Reproduce the data from the line containing "Task — mark the yellow sign, giving" through the end of the data, changing every occurrence of "street lamp" to "streetlight" and leaving all else unchanged.
begin Given information
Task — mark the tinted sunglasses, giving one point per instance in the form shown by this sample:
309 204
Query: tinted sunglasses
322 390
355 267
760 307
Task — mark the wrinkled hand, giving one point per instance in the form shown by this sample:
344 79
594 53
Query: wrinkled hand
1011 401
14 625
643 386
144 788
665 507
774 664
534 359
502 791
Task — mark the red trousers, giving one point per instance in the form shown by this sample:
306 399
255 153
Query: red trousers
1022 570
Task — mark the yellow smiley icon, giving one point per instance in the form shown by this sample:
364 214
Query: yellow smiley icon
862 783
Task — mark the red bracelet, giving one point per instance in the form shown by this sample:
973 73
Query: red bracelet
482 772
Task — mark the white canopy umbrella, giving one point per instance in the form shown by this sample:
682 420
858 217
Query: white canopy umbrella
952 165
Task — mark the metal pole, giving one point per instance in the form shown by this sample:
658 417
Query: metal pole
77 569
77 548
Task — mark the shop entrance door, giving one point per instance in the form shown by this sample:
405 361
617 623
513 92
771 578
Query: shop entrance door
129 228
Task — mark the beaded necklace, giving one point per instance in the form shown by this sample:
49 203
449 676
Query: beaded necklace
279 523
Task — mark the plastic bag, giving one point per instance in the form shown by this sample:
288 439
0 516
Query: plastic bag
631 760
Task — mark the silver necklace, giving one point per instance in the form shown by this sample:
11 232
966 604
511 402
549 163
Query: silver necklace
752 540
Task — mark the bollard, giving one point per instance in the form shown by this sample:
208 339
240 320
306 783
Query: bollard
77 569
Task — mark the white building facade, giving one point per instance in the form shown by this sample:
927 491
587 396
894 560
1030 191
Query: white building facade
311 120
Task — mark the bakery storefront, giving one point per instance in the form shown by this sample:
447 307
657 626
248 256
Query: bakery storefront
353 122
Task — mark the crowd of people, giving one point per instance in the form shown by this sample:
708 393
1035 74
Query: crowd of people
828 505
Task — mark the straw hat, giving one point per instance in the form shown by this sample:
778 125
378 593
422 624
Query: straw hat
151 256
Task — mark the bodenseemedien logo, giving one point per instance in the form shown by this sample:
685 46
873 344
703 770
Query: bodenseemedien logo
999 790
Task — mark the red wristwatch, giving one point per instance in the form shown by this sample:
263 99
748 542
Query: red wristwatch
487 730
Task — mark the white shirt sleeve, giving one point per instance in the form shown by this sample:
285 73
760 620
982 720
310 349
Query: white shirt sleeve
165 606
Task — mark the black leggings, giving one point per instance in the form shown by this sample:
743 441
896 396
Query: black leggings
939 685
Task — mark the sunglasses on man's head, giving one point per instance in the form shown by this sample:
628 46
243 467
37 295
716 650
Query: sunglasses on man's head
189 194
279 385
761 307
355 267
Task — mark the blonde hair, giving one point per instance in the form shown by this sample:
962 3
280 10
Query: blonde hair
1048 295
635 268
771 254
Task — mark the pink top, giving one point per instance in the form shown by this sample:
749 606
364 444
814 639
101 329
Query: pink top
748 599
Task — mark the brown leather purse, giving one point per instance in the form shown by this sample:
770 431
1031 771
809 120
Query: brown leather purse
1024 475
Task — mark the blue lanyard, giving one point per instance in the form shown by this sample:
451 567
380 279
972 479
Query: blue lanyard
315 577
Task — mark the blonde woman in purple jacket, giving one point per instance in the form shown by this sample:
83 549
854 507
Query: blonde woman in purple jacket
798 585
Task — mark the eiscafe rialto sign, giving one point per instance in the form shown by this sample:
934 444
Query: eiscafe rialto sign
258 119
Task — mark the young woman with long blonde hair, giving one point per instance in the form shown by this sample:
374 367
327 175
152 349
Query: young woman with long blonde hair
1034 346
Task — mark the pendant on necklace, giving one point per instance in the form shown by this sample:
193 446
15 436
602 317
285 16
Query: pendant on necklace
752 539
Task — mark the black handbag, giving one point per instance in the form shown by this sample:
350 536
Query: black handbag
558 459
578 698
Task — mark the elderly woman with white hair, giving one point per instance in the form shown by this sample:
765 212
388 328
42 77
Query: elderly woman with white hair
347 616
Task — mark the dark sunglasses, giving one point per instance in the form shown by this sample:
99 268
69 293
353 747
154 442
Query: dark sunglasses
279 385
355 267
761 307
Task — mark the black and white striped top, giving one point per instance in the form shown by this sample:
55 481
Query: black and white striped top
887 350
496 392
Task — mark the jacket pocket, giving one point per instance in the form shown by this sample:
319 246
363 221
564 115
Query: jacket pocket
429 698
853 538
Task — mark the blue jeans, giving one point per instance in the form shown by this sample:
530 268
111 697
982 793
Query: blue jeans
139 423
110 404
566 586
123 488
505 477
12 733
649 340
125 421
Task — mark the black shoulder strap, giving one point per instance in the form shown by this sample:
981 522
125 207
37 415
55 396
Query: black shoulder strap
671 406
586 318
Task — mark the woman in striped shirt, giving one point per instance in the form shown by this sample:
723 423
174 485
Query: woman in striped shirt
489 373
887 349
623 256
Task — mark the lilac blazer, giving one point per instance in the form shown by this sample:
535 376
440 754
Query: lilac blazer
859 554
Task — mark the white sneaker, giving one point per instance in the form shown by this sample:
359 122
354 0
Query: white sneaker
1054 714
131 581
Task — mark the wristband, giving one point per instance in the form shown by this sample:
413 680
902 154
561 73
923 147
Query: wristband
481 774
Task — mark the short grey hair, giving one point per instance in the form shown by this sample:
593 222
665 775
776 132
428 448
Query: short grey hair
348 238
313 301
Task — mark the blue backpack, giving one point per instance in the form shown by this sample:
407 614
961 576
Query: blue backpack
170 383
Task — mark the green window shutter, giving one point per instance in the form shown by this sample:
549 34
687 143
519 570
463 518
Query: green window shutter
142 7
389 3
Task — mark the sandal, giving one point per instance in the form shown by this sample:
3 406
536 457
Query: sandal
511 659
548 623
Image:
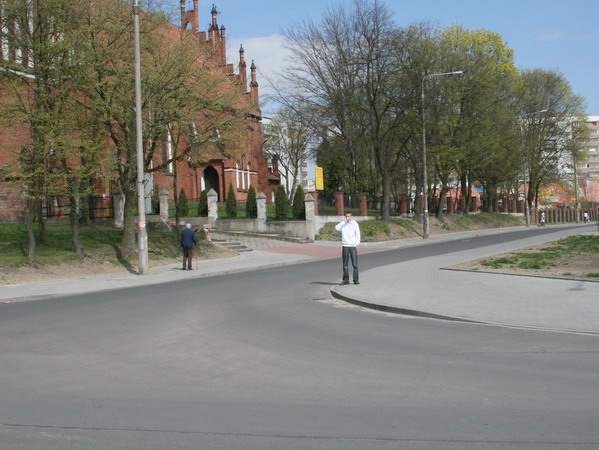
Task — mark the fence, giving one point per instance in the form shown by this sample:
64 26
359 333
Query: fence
99 207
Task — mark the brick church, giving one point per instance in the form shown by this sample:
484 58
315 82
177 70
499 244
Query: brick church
250 169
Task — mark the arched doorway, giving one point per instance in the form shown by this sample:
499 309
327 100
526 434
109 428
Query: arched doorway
211 179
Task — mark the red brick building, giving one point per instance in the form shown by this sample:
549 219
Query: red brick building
251 168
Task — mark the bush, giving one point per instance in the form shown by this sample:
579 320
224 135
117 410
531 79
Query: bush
299 204
251 206
281 204
231 203
203 204
182 204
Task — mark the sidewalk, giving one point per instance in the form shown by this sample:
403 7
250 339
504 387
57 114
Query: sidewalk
416 287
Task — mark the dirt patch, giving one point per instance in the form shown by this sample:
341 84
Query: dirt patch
578 266
89 267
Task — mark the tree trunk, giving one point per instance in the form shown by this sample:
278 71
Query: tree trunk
128 237
39 215
441 202
386 195
74 219
31 207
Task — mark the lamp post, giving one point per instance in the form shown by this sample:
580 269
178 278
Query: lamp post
425 227
142 234
526 187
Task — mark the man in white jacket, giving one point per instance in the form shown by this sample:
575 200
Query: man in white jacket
350 239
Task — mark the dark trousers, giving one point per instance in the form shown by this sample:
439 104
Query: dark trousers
347 253
187 256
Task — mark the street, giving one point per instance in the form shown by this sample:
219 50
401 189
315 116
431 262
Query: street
268 359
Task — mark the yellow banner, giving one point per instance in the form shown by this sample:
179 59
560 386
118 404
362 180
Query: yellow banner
319 179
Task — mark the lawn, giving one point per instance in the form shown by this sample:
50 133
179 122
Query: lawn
100 243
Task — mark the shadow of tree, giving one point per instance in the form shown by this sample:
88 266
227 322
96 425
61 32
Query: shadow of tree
121 258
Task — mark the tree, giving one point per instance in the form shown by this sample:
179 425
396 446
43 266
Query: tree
182 204
281 203
231 202
287 138
483 121
251 205
552 123
40 77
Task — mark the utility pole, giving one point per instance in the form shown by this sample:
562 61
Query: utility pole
142 232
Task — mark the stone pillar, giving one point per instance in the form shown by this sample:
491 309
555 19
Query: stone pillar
261 207
314 195
340 207
163 196
363 202
403 205
310 217
212 204
119 209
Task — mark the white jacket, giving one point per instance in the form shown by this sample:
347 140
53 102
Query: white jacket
350 233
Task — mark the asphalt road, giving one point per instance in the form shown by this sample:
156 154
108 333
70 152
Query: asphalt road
267 359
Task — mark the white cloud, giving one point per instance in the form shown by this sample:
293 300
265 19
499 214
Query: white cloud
269 54
555 36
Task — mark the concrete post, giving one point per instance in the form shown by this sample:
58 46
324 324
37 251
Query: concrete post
261 206
340 207
119 209
310 217
314 194
163 195
363 203
212 204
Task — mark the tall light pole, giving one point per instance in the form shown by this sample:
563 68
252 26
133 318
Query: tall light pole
525 187
425 227
142 234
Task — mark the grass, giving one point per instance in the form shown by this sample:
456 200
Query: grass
100 243
561 250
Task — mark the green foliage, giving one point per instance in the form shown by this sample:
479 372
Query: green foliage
101 243
281 204
203 204
374 228
299 204
231 203
182 204
251 206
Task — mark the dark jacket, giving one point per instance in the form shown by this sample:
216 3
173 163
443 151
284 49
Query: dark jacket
187 238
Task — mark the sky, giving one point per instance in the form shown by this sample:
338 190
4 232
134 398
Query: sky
548 34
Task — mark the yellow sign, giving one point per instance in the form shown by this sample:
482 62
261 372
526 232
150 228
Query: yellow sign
319 179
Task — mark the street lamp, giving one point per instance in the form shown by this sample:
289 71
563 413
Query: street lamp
425 227
526 187
142 234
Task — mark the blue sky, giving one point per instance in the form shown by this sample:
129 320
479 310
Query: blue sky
549 34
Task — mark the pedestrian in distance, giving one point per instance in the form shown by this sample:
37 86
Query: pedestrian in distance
end Given information
## Task answer
Task — mark the yellow sign, giving one point per instance in the form shown by this sample:
482 62
261 372
526 232
150 228
Query: yellow sign
319 179
Task — mark the streetlight, giving one point per instance in the form shown by this sample:
289 71
563 413
Query: streetlight
425 227
526 187
142 234
Task — mark the blue sky, giving one point per instance in the form shown by this sample:
129 320
479 310
Query: blue sky
549 34
Task — mark the pedestrian in distance, giving one point per instance in the form shown by this sample:
37 86
Query: pedestrian in distance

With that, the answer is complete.